[PASSAGE TO READ Boundary: Start]

Monday, July 20, 2009

Can we guide the youth

I have had old BMW motorcycles since the birth of both my children, now 5 and 2.
Will this influence them in their choices of transportation in the future?
What lessons would a child learn growing up around vintage vehicles? Will it influence their sense of style? Their mechanical aptitude?
When I am out in the garage, they will pick up a wrench and want to help, but I don't want them to damage the bike, so they have a plastic wrench that they can use. I have not yet sat them down as I worked on the bike, pointing things out, and how they work.
Will it have the opposite effect. Will they want new things and turn their back on things that are old?
I grew up without vintage items and had posters of new exotic cars. Only when I got older did I grow to appreciate the vintage bikes.
I started with a 1974 BMW, the a 1968, the a 1953 and now I lust after a pre-war bike.
As every parent I am concerned about so many other things that may or may not influence my children. I want them to do the right thing at the right time. But I also what them to have a sense of the past, its place then and its influence on today. I think that it will give them a greater view of the world.


  1. Hello! I enjoyed your little blog post here, that I found through my friend Motolady's post...

    I grew up tinkering with Dad on my parents' vintage toys...everything from a '46 45" Flathead Harley to a '65 El Camino. Hell, the first bike I ever rode was my dad's '63 Panhead Harley. Now I'm 26 years old, and yes, I do retain a profound appreciation for all things vintage, but I also have a deep lust for all things new and innovative. My love affair with design and advanced technology led me to work with an Italian manufacturer recognized in both vintage and modern motorcycle circles. My name is Hannah Johnson, and I am the first female Ducati factory certified Master Technician.

  2. This post struck a chord with me. I'm curious how it has all developed over time.

    I have three children (22, 20 and 8). The older two have always been supportive of my tinkering but really only because they care about me. The gearhead thing is not their thing. The youngest? He is different. He got the gene in a major way. He had a serious gearhead interest before he could even speak. I'd take him to car shows as a toddler and he'd bend down to look under cars, examining their driveline. It's still almost all he thinks about.

    I believe exposing your kids to the hobby is great, especially to teach them that old things are not just disposable. That said I truly believe it's a nature vs nurture quality, gearheadedness. If someone doesn't get it, you can't really explain it. If they do get it... Watch out.

    I'd hoped to meet you at the Lemay show this year. Another time someday I hope.

[PASSAGE TO READ Boundary: End]
[RECORD SET Boundary: Start]

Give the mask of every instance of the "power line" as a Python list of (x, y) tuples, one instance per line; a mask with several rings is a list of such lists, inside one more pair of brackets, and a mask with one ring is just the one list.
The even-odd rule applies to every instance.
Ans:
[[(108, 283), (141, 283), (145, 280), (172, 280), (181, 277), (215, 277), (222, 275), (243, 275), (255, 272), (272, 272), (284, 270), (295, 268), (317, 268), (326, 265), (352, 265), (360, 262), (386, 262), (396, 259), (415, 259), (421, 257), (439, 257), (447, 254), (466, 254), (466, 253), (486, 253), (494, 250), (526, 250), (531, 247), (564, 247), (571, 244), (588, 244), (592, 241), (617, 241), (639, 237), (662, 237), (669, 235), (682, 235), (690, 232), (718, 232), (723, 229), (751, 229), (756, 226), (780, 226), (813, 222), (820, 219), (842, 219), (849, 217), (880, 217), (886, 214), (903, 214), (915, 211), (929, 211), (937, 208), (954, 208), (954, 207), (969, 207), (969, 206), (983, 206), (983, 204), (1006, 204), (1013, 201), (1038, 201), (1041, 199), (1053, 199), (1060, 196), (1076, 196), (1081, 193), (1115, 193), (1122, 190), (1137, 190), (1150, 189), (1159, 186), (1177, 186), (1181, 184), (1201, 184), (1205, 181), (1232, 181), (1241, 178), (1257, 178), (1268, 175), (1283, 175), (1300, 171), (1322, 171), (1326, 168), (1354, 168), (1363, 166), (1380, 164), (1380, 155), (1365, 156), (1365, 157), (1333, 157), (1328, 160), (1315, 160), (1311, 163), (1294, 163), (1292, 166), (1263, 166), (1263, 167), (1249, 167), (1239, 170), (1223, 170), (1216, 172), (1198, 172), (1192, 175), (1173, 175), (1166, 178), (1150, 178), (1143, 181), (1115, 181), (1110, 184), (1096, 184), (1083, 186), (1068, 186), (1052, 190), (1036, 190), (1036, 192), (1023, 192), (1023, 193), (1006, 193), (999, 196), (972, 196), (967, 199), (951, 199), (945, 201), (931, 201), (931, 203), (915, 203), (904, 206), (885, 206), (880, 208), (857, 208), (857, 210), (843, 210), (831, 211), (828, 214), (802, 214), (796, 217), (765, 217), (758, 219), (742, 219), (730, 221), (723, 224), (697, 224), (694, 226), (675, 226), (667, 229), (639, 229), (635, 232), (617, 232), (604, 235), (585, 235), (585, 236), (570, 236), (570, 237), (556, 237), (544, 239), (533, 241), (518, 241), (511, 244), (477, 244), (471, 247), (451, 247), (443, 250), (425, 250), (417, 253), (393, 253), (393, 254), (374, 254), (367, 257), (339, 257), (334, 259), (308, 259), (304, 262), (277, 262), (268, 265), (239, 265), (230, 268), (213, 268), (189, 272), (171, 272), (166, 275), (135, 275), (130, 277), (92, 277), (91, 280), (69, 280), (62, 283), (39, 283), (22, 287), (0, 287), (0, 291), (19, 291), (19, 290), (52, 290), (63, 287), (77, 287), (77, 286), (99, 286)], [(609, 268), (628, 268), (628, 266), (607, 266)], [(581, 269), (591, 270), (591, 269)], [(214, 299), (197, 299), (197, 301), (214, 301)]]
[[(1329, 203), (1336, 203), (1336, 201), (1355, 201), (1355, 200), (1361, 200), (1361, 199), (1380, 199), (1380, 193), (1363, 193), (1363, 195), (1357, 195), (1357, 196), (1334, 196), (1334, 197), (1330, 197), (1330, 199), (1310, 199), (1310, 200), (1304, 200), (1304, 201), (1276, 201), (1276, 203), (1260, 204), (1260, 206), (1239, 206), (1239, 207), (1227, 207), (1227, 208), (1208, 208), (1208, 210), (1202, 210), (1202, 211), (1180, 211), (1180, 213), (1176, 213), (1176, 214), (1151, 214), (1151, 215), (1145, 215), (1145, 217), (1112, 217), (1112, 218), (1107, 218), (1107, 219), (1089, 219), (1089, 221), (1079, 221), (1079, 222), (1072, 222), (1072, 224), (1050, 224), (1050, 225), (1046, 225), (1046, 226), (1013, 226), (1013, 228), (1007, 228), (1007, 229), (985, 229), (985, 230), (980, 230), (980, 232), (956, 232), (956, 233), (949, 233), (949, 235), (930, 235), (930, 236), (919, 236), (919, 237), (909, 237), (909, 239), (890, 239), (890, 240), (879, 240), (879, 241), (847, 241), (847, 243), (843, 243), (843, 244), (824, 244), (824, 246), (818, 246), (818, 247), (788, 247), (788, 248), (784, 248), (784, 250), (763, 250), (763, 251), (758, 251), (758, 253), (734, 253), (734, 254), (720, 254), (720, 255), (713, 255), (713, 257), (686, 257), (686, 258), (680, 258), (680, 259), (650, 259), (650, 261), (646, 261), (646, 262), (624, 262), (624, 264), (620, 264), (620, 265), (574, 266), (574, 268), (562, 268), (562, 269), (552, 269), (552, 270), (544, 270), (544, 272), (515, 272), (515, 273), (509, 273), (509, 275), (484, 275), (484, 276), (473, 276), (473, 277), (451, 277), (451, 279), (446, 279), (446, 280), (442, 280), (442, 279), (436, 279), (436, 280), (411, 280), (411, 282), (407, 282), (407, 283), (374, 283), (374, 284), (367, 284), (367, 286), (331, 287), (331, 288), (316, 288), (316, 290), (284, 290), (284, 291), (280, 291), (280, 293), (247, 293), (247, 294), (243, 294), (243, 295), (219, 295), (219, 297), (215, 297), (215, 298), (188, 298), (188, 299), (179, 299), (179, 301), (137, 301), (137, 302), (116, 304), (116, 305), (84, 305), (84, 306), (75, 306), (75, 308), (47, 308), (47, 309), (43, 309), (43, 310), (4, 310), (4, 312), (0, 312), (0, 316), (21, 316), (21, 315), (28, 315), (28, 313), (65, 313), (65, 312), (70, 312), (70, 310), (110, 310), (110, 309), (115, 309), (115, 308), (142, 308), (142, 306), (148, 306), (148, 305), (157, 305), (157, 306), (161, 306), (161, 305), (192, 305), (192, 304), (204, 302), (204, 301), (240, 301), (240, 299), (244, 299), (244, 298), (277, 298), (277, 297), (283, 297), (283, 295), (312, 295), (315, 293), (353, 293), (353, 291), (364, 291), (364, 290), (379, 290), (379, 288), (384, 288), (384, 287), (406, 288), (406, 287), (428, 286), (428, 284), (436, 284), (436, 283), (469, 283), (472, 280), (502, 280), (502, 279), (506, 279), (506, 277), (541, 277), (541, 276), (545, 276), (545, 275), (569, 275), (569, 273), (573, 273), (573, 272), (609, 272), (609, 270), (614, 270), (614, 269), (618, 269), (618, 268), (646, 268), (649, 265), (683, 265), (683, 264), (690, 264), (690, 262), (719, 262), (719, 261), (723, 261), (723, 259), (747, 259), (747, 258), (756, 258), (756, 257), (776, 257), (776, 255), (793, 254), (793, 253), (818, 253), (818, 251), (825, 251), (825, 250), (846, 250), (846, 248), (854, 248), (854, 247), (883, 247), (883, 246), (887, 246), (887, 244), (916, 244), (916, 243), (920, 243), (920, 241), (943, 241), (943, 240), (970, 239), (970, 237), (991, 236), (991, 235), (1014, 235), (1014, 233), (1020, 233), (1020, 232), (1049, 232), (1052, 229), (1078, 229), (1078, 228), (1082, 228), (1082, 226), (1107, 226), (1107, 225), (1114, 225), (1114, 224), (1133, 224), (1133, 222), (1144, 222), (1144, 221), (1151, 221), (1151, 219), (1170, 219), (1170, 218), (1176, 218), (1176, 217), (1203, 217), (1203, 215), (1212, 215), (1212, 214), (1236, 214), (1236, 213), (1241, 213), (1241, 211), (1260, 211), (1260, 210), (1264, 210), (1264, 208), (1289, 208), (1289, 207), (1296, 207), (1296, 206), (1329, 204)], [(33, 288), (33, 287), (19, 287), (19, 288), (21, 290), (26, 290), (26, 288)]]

[RECORD SET Boundary: End]

QUESTIONS TO ANSWER >>
a) Using the blog post on vintage motorcycles, answer each question briefly:
(i) How old are the author's two children?
(ii) What kind of wrench do the children use when helping in the garage?
(iii) What was the first bike Hannah Johnson ever rode?
b) List every vintage vehicle named in the first comment on the blog post on vintage motorcycles.
c) Reproduce the passage of the blog post on vintage motorcycles that starts at "I grew up tinkering" and ends at "certified Master Technician.".
These records have no connection to the blog post on vintage motorcycles.

EXPECTED RESPONSES >>
a)
(i) 5 and 2
(ii) A plastic wrench
(iii) Her dad's '63 Panhead Harley

b)
- '46 45" Flathead Harley
- '65 El Camino
- '63 Panhead Harley

c)
I grew up tinkering with Dad on my parents' vintage toys...everything from a '46 45" Flathead Harley to a '65 El Camino. Hell, the first bike I ever rode was my dad's '63 Panhead Harley. Now I'm 26 years old, and yes, I do retain a profound appreciation for all things vintage, but I also have a deep lust for all things new and innovative. My love affair with design and advanced technology led me to work with an Italian manufacturer recognized in both vintage and modern motorcycle circles. My name is Hannah Johnson, and I am the first female Ducati factory certified Master Technician.